ASSIGNED TASK:
Exactly reproduce the lines beginning with the line that includes "Would you point out the grassy" and ending with the last line of the data.

Photo-based referring expression data:
:::

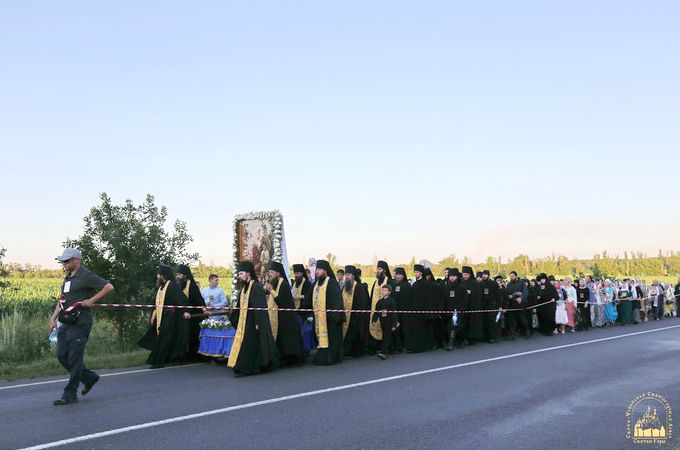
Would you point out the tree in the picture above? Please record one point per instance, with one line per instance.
(3, 271)
(124, 244)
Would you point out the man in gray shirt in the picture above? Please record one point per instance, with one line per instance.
(80, 290)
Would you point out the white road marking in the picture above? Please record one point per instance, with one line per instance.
(64, 380)
(213, 412)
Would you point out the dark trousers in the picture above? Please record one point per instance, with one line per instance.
(517, 320)
(386, 343)
(71, 341)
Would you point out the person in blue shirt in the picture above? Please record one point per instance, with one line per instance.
(214, 296)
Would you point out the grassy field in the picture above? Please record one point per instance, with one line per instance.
(25, 351)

:::

RESPONSE TO THIS EXERCISE:
Would you point out the grassy field in the picture above? Please record one point per instance, with one line per instance.
(25, 351)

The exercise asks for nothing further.